──────── Entries shown ────────

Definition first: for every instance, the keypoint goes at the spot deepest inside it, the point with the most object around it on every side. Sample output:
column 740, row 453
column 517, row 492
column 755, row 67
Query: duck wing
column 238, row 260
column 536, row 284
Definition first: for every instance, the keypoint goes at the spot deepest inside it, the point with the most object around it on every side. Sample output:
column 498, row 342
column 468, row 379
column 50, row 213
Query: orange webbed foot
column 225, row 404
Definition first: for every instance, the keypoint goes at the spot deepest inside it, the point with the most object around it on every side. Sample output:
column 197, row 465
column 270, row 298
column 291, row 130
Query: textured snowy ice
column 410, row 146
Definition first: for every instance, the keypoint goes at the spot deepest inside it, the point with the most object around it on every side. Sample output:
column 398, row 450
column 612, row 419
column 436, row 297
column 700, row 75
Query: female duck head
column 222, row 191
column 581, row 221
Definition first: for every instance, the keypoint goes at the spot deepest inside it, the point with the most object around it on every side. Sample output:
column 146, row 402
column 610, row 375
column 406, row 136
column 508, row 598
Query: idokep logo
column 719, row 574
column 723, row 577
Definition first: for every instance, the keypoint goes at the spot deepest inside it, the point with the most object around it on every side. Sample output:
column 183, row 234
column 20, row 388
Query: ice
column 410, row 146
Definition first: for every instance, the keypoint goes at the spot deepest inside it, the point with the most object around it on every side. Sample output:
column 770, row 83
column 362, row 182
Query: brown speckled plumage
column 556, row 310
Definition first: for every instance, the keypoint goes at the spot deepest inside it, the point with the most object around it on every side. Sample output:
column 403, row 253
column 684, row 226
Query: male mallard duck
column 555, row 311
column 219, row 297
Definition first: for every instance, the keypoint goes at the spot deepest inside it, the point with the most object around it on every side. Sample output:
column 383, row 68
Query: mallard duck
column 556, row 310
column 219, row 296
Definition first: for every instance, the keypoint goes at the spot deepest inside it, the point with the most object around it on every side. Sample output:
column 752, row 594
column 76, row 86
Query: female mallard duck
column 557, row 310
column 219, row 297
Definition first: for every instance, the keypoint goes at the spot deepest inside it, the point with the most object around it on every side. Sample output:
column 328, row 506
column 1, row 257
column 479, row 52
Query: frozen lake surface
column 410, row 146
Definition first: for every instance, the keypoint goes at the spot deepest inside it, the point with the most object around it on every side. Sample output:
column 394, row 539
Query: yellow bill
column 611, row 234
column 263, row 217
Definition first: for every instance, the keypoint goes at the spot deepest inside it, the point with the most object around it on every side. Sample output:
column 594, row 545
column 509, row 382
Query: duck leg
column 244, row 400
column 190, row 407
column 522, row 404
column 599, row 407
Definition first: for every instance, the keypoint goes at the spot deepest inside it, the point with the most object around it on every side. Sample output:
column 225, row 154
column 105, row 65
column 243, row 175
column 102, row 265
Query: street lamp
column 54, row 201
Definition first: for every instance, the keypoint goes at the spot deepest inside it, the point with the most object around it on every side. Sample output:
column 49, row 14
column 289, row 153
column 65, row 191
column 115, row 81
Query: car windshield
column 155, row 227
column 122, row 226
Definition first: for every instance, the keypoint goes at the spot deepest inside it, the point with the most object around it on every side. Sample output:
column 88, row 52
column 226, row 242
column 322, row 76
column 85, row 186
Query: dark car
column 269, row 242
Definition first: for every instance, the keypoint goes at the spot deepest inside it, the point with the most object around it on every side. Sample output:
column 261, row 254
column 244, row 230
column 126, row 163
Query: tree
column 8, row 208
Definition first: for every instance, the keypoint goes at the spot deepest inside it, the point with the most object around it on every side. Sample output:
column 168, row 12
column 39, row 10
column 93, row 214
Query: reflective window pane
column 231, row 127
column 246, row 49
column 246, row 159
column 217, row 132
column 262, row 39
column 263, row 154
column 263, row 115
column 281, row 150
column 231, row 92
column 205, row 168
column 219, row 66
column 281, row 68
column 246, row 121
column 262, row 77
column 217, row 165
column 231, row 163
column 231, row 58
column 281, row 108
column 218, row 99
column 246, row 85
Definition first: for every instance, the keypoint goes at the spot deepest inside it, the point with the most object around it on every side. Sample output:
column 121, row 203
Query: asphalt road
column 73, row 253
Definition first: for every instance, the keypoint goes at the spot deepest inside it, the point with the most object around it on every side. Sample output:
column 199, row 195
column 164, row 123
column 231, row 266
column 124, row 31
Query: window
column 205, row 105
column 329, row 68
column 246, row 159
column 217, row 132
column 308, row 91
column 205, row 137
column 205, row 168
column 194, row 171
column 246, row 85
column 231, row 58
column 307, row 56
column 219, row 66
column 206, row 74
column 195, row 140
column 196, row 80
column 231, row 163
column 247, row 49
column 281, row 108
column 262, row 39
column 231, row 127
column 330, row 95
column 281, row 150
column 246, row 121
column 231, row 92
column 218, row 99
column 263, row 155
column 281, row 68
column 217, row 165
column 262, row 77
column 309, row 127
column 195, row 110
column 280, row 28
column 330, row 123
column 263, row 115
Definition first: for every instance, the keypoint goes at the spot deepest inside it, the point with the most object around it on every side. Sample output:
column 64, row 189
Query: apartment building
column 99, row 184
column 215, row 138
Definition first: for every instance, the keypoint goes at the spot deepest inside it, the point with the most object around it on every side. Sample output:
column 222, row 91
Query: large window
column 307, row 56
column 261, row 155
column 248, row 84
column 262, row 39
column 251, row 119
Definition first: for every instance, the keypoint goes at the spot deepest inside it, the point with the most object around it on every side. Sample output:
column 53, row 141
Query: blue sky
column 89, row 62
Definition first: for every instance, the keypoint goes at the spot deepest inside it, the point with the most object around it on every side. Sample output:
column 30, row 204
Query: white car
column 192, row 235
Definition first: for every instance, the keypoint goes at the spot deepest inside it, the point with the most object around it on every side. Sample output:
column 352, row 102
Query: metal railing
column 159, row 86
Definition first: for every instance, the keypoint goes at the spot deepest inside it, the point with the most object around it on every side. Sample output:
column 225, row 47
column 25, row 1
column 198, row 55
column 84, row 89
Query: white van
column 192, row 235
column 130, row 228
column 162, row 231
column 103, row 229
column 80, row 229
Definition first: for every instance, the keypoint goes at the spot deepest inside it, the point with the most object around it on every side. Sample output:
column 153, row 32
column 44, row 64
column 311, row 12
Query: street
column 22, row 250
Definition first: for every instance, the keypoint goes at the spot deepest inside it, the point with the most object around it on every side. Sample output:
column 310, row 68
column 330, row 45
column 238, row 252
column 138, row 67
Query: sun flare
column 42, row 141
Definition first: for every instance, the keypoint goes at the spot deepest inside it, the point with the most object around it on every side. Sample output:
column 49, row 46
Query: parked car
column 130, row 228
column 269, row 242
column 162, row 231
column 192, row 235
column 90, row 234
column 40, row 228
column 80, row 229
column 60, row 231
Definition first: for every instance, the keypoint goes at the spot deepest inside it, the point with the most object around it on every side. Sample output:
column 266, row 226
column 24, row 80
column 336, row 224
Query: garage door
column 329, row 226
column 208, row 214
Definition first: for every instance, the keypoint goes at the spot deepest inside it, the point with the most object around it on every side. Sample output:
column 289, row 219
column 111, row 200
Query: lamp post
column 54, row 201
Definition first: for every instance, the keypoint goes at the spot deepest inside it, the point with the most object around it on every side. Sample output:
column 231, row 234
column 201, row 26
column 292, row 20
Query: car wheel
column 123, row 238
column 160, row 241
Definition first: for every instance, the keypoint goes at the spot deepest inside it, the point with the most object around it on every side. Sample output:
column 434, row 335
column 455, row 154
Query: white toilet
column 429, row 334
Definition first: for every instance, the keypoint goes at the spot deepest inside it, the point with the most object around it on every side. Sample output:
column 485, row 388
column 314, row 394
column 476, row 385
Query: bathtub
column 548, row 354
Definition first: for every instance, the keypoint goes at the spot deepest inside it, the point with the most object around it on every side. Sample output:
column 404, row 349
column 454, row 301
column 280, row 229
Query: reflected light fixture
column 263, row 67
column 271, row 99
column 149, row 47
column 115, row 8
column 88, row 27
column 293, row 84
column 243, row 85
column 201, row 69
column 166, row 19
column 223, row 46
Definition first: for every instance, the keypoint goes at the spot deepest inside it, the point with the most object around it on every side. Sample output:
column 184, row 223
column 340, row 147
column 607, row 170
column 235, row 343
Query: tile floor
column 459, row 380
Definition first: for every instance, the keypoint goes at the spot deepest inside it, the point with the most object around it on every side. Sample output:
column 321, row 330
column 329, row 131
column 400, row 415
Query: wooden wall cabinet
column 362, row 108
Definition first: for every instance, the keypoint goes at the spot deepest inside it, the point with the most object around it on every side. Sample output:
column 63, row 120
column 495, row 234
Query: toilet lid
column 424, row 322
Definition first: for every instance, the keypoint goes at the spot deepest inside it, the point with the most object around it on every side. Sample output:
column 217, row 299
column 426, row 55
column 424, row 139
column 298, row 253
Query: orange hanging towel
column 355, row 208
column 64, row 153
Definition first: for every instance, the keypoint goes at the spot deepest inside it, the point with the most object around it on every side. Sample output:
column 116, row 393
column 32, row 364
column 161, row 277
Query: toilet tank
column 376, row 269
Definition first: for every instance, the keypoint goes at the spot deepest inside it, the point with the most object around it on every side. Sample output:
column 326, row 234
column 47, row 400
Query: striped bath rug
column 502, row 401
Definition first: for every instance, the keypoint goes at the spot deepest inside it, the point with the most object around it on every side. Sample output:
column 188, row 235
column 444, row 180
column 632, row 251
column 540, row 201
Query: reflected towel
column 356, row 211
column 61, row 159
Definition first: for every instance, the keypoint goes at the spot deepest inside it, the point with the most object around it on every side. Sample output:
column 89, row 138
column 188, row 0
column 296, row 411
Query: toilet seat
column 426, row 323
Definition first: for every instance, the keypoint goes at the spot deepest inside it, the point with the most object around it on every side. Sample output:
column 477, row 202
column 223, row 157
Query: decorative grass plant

────────

Would you copy, word for word, only the lines from the start of the listing to the one that contains "column 755, row 67", both included?

Response for this exercise
Definition first: for every instance, the keypoint goes at the spot deepest inside it, the point with the most object around it on every side. Sample output:
column 740, row 453
column 517, row 492
column 755, row 67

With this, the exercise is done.